→ Work required
Set down each line of the listing below exactly as it is written.

→ Records for this task
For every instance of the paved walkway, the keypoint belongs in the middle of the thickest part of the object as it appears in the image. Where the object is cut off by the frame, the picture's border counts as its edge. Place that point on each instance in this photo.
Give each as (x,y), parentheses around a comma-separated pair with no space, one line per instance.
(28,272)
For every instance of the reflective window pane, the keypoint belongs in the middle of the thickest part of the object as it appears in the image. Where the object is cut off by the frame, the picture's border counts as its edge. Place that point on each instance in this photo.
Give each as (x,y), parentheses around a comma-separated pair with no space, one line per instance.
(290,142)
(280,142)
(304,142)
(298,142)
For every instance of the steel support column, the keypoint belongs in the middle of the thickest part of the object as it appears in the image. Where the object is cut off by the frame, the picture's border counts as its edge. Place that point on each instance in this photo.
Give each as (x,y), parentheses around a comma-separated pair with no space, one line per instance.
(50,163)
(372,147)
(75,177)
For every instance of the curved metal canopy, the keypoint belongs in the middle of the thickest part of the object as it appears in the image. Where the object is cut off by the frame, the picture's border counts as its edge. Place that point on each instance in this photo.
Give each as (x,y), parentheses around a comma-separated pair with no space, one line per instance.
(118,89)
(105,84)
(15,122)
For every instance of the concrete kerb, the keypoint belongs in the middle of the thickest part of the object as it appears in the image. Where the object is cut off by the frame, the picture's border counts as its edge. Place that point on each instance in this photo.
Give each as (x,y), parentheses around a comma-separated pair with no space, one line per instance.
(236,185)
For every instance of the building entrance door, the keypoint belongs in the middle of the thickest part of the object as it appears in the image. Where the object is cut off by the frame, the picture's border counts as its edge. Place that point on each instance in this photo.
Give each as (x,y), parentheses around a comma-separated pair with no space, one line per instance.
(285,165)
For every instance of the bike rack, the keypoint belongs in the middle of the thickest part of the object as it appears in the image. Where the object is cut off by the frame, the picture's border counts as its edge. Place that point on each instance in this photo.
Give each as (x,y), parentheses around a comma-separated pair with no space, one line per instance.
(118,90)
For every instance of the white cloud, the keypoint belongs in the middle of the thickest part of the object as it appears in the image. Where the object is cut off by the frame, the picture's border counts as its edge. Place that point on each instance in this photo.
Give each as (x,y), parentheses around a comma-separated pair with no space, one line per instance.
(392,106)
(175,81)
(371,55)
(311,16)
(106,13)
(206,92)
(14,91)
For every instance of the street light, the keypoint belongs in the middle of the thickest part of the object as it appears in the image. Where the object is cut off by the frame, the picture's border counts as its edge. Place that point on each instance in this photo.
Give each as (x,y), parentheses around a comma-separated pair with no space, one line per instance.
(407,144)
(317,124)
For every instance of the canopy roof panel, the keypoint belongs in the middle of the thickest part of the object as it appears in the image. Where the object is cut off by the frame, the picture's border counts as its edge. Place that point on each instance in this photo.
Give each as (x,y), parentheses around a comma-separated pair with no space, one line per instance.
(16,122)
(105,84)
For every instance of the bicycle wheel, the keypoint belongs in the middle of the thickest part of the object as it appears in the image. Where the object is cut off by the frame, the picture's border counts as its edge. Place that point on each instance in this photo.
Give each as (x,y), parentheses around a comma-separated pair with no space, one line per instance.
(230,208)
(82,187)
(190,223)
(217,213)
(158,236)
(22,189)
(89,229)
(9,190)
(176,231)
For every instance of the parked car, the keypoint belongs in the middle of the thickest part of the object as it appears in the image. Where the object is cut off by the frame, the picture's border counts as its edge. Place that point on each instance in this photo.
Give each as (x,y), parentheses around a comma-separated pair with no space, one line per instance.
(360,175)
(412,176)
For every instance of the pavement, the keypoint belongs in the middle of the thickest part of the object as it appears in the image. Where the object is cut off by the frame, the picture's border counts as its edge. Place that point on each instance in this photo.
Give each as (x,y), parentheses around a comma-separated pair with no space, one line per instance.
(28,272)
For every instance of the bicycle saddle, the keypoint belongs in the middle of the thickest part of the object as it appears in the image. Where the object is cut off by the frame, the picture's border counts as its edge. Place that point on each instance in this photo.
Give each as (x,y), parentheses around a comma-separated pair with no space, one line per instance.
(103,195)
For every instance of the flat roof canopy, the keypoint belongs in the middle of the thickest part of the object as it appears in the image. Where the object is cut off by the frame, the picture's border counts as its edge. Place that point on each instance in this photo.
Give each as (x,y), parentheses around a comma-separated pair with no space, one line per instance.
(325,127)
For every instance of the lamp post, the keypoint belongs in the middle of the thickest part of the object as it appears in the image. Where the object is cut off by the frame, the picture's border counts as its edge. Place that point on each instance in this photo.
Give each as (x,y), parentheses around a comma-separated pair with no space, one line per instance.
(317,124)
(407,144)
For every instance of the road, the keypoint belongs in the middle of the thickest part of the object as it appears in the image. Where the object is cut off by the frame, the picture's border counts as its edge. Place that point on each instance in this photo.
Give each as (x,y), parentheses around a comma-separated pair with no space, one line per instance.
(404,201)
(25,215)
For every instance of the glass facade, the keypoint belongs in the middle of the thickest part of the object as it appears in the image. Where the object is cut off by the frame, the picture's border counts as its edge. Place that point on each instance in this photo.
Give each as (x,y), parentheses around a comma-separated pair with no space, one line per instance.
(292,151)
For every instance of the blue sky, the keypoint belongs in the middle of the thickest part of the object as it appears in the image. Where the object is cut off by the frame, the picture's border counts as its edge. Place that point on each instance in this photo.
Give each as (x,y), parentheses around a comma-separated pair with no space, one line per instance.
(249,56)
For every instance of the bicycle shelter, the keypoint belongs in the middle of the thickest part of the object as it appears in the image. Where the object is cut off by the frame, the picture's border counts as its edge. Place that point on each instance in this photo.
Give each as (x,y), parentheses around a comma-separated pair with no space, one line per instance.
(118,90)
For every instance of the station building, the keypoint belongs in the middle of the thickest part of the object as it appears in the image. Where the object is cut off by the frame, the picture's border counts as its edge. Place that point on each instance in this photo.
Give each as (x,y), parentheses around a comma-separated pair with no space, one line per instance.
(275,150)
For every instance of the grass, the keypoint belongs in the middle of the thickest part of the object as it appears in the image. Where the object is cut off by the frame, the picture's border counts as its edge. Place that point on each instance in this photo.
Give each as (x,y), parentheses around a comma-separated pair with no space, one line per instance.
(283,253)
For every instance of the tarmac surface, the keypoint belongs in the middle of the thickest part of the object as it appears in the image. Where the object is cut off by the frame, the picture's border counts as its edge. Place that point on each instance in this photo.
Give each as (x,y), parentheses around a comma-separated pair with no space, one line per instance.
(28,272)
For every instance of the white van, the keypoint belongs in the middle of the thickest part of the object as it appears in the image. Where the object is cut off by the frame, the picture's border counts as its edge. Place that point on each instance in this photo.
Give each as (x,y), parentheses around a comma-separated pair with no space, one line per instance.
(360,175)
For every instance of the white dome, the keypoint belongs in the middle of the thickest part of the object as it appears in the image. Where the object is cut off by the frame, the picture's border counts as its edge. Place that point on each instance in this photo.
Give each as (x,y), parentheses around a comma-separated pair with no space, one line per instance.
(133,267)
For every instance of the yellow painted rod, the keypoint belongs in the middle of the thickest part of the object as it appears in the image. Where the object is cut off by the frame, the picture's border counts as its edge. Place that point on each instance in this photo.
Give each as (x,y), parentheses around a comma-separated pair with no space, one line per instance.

→ Response below
For every instance of the paved walkway, the keypoint belongs in the middle of the thickest part of the object as it appears in the image. Where the object is cut off by the frame, the picture's border counts as its edge. Place that point on each instance in this photo.
Give each as (x,y), parentheses around a comma-separated pair with no space, one line per instance.
(28,272)
For every instance of the reflective window pane, the keypoint belongs in the middle of the thickest part of the object as it appears in the image. Where the object is cut off by the frame, the picture's border counts as its edge. Place that point on each instance in this photo.
Give each as (x,y), parentheses around a comma-separated pair with no space, one line per instance.
(290,142)
(280,142)
(304,142)
(298,142)
For every instance of the steel support column, the keypoint belongs in the middle of the thickest part of the object as it appears in the image. Where the object is cut off by the frame, the picture's border counts as its edge. Place that point on each instance in this photo.
Give each as (x,y), parentheses around a comma-separated pair with no space, one line per instance.
(50,163)
(372,147)
(75,177)
For every instance of the curved metal canopy, the keypoint belongs in the middle of the thickest part of the object as it appears in the image. Where the object is cut off by the frame, the picture's border counts as its edge. Place that point on each instance in this photo.
Give each as (x,y), parentheses around a comma-separated pair with no space, one line per instance.
(118,89)
(105,84)
(15,122)
For every instance of the concrete kerb, the keypoint belongs in the middle of the thickest part of the object as it appears in the image. Where the object is cut off by the frame, the picture's border counts as its edge. Place that point on each instance in this photo.
Give each as (x,y), parentheses around a comma-separated pair with no space, one line per instance.
(236,185)
For every instance of the building entrance door, the keypoint belongs in the middle of the thickest part of the object as it appears in the image. Where the object is cut off by the frame, the picture's border counts as its edge. Place that point on each instance in this photo.
Give each as (x,y), parentheses around a comma-separated pair with no space, one line per instance.
(285,165)
For every instance of the bike rack, the keypoint belongs in the middle of the thickest part of the object as it appears in the image. Where the object is cut off by the frame, the picture's border counts as its edge. Place that point on each instance in this photo.
Give each as (x,y), parentheses around a comma-separated pair with no space, one line per instance.
(118,90)
For every instance of the white cloud, the keypoint belongs in the middle of the thickest part of the object as it appears in the image. Where the object is cut off by the frame, the picture's border counts as its edge. Place that point on each instance in this photo.
Give each as (x,y), parentheses around a comma-separated pair with no space, one line per instance.
(392,106)
(175,81)
(371,55)
(311,16)
(106,13)
(206,92)
(14,91)
For every instance of the street light, the keypoint belongs in the middle of the thickest part of the object as it appears in the image. Where the object is cut off by the frame, the picture's border counts as its edge. Place that point on each instance in this photo.
Give each as (x,y), parentheses around a comma-separated pair with no space, one line per instance.
(407,144)
(317,124)
For every instance of the canopy roof panel, the keypoint belongs in the middle of the thickest part of the object as it appears in the image. Where the object is cut off by the frame, the picture's border counts as its edge. Place that point on each instance in this photo.
Give each as (x,y), parentheses around a comma-separated pair with no space, one line per instance.
(16,122)
(105,84)
For every instance of the bicycle wheel, the keypoint belongs in the middle of the thickest part of the object as it appears in the image. Where the object is cut off by the frame, the picture's border counts as its edge. Place that point on each instance in this photo.
Give each as (x,y), parentheses around a comma-separated pair with no space, one line per instance.
(230,208)
(82,187)
(190,223)
(217,213)
(158,236)
(22,189)
(89,229)
(9,190)
(176,231)
For every instance of the parked car, the keypoint belongs in the middle of the thickest part of the object as it appears in the image. Where the object is cut off by the frame, the picture's border counts as its edge. Place that point on each instance in this photo.
Give each as (x,y), parentheses around a comma-separated pair with no space, one line per instance.
(360,175)
(412,176)
For every instance of the pavement, the keypoint belongs in the middle of the thickest part of the object as it appears in the image. Where the object is cut off by the frame, the picture's border counts as its edge. Place that point on each instance in this photo.
Give each as (x,y), parentheses around a comma-separated pair with no space, one line per instance.
(28,272)
For every instance of the bicycle saddle, the keypoint belongs in the middle of the thickest part of the object as it appears in the image. Where the object is cut off by the frame, the picture's border counts as its edge. Place that point on each instance in this photo.
Give each as (x,y), parentheses around a comma-separated pair with no space, one line per instance.
(103,195)
For every instance of the flat roof canopy, the keypoint belongs in the middle of the thickest part of the object as it appears in the image. Where the object is cut off by the frame, the picture's border counts as its edge. Place that point on each instance in this photo.
Give each as (x,y), parentheses around a comma-separated pair with no space, one line per instance.
(325,127)
For every instance of the lamp post, the keypoint belongs in the middle of the thickest part of the object as it appears in the image. Where the object is cut off by the frame, the picture's border counts as its edge. Place that point on each instance in this photo.
Give each as (x,y), parentheses around a comma-separated pair with no space, one line per instance.
(317,124)
(407,144)
For every instance of the road, the keypoint belongs in the middle of the thickest part of the object as it appears in the image. Where the object is cut off by the frame, the picture's border counts as its edge. Place that point on each instance in this photo.
Give each as (x,y), parentheses around a comma-separated pair with no space, one line per instance.
(404,201)
(25,215)
For every instance of the glass facade, the keypoint belongs in the middle of the thickest part of the object as it appears in the image. Where the object is cut off by the frame, the picture's border counts as its edge. Place that point on each instance in this photo.
Give each as (x,y), parentheses around a comma-separated pair with no space, one line per instance.
(292,151)
For every instance of the blue sky, the keypoint belongs in the middle of the thickest part of the object as it appears in the image. Where the object is cut off by the frame, the picture's border counts as its edge. Place that point on each instance in this photo.
Give each as (x,y), parentheses around a comma-separated pair with no space, one line per instance.
(249,56)
For every instance of the bicycle shelter, the keypoint belongs in the middle of the thickest part of the object as it appears in the image. Where the object is cut off by the frame, the picture's border counts as its edge. Place that point on each instance in this photo.
Give each as (x,y), parentheses around a comma-separated pair with no space, one line per instance.
(118,90)
For every instance of the station building, the keypoint belongs in the middle of the thickest part of the object as it appears in the image. Where the object is cut off by the frame, the picture's border counts as its edge. Place that point on each instance in this photo.
Give each as (x,y), parentheses around a comma-separated pair with no space, one line per instance.
(275,150)
For every instance of the grass, the keypoint belongs in the middle of the thickest part of the object as it appears in the image. Where the object is cut off by the frame, the picture's border counts as its edge. Place that point on each instance in this photo.
Give each as (x,y), parentheses around a comma-separated pair with no space, one line per instance.
(283,253)
For every instance of the tarmac surface, the keypoint belongs in the middle of the thickest part of the object as it appears in the image. Where the object is cut off by the frame, the picture's border counts as its edge. Place that point on each instance in this photo.
Give each as (x,y), parentheses around a comma-separated pair with no space, one line per instance.
(28,272)
For every instance of the white van, the keypoint belongs in the middle of the thickest part of the object as it appears in the image. Where the object is cut off by the frame, the picture's border counts as its edge. Place that point on each instance in this photo.
Give each as (x,y), parentheses around a comma-separated pair with no space, one line per instance.
(360,175)
For every instance of the white dome, the keypoint belongs in the middle of the thickest part of the object as it appears in the image. Where the object is cut off by the frame, the picture's border counts as its edge. Place that point on each instance in this photo.
Give each as (x,y), parentheses around a comma-separated pair with no space, one line per instance.
(133,267)
For every instance of the yellow painted rod, the keypoint belongs in the middle of the thickest part of the object as it appears in the image. Where the object is cut off by the frame, the picture's border counts as its edge. Place that point on each instance in this photo.
Give each as (x,y), parentheses around a comma-separated pair with no space, one line per instance.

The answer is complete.